• [Yönerge]: Aşağıdaki kayıtlarda "Phrase: leafy bush" ifadesini içeren satırdan "(191, 1008)" ifadesini içeren satıra kadar olan satırları (iki uç dahil) "Sıra" ve "Satır" sütunlarından oluşan bir Markdown tablosu olarak düzenleyin. Boş satırları tabloya almayın.

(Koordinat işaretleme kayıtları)
━━━━━━
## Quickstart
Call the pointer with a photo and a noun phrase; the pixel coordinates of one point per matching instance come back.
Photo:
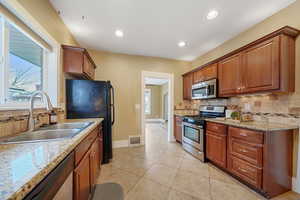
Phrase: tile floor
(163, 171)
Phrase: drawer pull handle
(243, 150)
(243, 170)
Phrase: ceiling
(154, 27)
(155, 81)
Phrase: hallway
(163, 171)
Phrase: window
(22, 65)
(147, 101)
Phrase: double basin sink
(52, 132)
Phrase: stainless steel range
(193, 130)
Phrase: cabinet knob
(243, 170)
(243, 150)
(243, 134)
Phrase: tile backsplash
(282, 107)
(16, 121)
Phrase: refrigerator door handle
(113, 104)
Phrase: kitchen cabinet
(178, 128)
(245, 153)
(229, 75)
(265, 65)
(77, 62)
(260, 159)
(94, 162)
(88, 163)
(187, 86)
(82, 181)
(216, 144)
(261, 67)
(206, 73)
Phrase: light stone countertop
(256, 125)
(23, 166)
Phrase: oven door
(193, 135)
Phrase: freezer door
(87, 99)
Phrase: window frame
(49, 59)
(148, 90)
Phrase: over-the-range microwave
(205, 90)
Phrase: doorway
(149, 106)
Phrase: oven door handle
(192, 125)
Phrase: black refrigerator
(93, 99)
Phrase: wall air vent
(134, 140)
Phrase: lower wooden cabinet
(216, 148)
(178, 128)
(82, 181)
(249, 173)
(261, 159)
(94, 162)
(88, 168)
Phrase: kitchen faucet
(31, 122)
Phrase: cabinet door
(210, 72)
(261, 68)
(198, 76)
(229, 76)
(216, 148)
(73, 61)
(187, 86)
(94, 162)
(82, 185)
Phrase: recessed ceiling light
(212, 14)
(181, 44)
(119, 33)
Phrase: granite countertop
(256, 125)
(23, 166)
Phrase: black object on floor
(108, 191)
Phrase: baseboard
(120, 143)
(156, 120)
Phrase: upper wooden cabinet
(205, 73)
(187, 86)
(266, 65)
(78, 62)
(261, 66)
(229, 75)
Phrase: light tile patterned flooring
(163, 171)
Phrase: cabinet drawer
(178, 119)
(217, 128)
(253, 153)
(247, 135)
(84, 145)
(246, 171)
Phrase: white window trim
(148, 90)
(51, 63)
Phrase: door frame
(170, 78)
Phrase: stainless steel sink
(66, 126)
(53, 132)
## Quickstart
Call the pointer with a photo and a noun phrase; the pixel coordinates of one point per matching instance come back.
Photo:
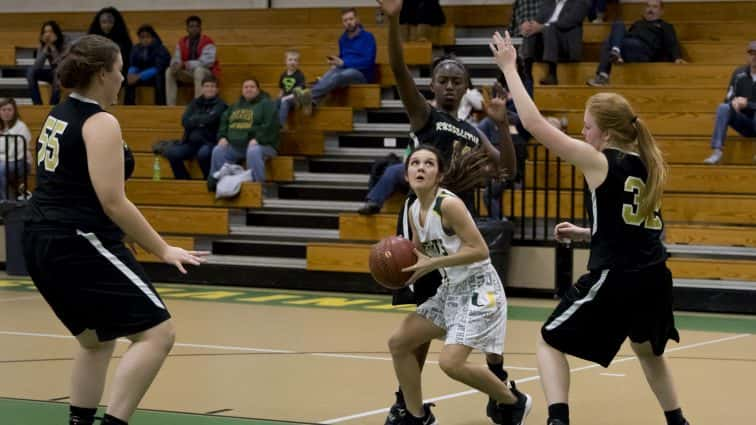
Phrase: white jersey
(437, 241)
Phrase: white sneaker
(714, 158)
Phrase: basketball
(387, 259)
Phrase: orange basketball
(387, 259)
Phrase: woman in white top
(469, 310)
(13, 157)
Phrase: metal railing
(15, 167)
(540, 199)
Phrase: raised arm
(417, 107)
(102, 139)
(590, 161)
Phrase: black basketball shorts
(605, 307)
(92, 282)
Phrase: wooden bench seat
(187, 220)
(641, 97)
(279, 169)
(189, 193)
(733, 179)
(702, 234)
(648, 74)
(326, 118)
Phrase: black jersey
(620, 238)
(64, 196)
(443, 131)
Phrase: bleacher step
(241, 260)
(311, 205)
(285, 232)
━━━━━━
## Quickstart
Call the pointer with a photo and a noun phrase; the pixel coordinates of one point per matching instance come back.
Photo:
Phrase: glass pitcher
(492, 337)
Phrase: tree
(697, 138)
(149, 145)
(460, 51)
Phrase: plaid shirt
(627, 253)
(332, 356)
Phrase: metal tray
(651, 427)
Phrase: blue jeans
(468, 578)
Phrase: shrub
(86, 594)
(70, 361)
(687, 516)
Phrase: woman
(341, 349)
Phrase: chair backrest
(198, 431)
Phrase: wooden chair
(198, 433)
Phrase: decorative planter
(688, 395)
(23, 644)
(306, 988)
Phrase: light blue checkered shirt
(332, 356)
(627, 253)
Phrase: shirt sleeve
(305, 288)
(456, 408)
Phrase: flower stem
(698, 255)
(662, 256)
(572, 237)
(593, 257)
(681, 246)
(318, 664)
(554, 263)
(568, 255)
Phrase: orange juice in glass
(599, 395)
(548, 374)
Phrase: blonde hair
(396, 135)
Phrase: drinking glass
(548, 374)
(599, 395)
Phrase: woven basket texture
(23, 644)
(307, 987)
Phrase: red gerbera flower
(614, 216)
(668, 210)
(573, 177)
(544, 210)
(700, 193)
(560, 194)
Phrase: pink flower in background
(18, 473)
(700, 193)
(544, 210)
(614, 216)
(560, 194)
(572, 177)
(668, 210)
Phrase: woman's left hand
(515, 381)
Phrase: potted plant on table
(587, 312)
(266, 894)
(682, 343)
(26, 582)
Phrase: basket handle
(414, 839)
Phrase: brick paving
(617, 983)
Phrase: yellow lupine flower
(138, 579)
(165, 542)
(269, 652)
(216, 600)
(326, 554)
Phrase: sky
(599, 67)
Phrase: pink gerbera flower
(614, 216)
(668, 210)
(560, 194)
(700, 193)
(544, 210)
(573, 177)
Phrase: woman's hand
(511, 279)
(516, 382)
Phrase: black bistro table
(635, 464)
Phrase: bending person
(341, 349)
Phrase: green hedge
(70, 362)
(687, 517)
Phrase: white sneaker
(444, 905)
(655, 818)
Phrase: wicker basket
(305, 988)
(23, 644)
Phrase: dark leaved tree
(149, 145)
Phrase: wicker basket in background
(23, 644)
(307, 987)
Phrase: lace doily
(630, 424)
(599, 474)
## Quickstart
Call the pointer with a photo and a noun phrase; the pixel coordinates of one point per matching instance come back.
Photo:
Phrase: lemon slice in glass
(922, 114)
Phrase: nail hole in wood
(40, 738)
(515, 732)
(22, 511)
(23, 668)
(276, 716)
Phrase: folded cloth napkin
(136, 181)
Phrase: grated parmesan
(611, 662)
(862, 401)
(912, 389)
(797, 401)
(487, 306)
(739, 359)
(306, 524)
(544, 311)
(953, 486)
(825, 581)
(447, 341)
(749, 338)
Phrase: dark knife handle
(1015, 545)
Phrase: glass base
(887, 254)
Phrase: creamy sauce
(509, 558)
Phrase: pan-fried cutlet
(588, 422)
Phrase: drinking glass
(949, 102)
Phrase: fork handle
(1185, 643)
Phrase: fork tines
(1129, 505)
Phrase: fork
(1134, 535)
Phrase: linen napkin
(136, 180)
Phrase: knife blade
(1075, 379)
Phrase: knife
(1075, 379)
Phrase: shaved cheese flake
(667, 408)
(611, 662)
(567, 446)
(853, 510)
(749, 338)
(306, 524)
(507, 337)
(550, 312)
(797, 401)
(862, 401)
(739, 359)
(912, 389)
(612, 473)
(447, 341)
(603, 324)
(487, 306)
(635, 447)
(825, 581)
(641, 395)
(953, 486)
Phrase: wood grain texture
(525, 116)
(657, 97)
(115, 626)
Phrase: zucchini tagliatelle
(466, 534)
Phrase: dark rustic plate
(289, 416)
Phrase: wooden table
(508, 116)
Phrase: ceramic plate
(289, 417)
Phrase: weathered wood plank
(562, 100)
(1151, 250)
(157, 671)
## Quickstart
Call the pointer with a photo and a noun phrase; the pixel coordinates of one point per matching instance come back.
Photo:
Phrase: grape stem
━━━━━━
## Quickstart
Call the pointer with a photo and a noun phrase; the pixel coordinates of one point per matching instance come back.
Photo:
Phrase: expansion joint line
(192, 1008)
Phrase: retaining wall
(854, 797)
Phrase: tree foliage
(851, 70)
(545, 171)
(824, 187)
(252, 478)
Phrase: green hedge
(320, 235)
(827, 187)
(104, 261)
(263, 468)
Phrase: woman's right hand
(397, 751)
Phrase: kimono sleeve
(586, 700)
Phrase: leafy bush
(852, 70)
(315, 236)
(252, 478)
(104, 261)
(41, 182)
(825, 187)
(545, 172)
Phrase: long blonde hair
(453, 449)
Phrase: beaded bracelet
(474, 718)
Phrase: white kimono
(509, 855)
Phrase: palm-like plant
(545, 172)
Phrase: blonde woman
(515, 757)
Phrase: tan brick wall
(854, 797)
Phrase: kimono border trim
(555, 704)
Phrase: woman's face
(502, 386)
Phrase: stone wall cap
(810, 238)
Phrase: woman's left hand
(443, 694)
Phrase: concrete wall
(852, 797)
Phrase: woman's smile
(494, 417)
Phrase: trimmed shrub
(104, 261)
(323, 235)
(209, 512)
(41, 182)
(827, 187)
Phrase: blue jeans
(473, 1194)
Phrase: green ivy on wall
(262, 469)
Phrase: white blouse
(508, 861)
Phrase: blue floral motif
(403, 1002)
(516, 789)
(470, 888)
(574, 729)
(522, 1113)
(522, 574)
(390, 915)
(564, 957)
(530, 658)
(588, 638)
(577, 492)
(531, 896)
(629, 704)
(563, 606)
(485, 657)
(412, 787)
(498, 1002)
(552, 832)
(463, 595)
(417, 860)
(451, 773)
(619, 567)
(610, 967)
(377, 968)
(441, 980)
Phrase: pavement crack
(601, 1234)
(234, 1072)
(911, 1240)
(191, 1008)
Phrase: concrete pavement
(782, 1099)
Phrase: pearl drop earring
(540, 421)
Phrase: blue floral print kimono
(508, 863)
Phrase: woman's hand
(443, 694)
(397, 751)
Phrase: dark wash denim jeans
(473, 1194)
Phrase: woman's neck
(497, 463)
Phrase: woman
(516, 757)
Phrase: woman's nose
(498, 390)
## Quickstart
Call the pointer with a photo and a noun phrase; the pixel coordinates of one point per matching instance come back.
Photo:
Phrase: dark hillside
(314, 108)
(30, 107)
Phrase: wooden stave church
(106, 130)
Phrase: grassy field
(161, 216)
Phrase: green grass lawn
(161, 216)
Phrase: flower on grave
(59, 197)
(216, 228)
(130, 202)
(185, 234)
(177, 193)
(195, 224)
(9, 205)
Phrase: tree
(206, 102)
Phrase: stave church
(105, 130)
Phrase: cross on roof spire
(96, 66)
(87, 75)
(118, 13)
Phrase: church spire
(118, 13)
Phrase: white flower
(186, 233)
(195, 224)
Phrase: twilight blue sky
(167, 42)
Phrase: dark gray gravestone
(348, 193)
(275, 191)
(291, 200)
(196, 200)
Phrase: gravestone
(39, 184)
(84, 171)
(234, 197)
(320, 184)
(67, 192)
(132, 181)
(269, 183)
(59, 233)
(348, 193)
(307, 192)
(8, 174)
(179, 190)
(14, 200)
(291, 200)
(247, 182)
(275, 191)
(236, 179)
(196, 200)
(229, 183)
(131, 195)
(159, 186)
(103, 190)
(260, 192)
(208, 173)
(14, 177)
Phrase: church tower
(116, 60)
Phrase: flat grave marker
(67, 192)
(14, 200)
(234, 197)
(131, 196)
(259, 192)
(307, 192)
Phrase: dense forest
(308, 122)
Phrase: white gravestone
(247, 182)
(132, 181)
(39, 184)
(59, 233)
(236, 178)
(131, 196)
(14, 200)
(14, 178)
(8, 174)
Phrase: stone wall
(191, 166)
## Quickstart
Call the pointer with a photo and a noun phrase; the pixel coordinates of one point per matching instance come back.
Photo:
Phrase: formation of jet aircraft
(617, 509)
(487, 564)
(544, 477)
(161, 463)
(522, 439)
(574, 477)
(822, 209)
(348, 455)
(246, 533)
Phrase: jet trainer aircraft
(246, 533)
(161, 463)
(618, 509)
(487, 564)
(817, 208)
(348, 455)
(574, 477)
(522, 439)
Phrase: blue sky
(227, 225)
━━━━━━
• [Yanıt]:
| Sıra | Satır |
|---|---|
| 1 | Phrase: leafy bush |
| 2 | (852, 70) |
| 3 | (315, 236) |
| 4 | (252, 478) |
| 5 | (104, 261) |
| 6 | (41, 182) |
| 7 | (825, 187) |
| 8 | (545, 172) |
| 9 | Phrase: long blonde hair |
| 10 | (453, 449) |
| 11 | Phrase: beaded bracelet |
| 12 | (474, 718) |
| 13 | Phrase: white kimono |
| 14 | (509, 855) |
| 15 | Phrase: palm-like plant |
| 16 | (545, 172) |
| 17 | Phrase: blonde woman |
| 18 | (515, 757) |
| 19 | Phrase: tan brick wall |
| 20 | (854, 797) |
| 21 | Phrase: kimono border trim |
| 22 | (555, 704) |
| 23 | Phrase: woman's face |
| 24 | (502, 386) |
| 25 | Phrase: stone wall cap |
| 26 | (810, 238) |
| 27 | Phrase: woman's left hand |
| 28 | (443, 694) |
| 29 | Phrase: concrete wall |
| 30 | (852, 797) |
| 31 | Phrase: woman's smile |
| 32 | (494, 417) |
| 33 | Phrase: trimmed shrub |
| 34 | (104, 261) |
| 35 | (323, 235) |
| 36 | (209, 512) |
| 37 | (41, 182) |
| 38 | (827, 187) |
| 39 | Phrase: blue jeans |
| 40 | (473, 1194) |
| 41 | Phrase: green ivy on wall |
| 42 | (262, 469) |
| 43 | Phrase: white blouse |
| 44 | (508, 861) |
| 45 | Phrase: blue floral motif |
| 46 | (403, 1002) |
| 47 | (516, 789) |
| 48 | (470, 888) |
| 49 | (574, 729) |
| 50 | (522, 1113) |
| 51 | (522, 574) |
| 52 | (390, 915) |
| 53 | (564, 957) |
| 54 | (530, 658) |
| 55 | (588, 638) |
| 56 | (577, 492) |
| 57 | (531, 896) |
| 58 | (629, 704) |
| 59 | (563, 606) |
| 60 | (485, 657) |
| 61 | (412, 787) |
| 62 | (498, 1002) |
| 63 | (552, 832) |
| 64 | (463, 595) |
| 65 | (417, 860) |
| 66 | (451, 773) |
| 67 | (619, 567) |
| 68 | (610, 967) |
| 69 | (377, 968) |
| 70 | (441, 980) |
| 71 | Phrase: pavement crack |
| 72 | (601, 1234) |
| 73 | (234, 1072) |
| 74 | (911, 1240) |
| 75 | (191, 1008) |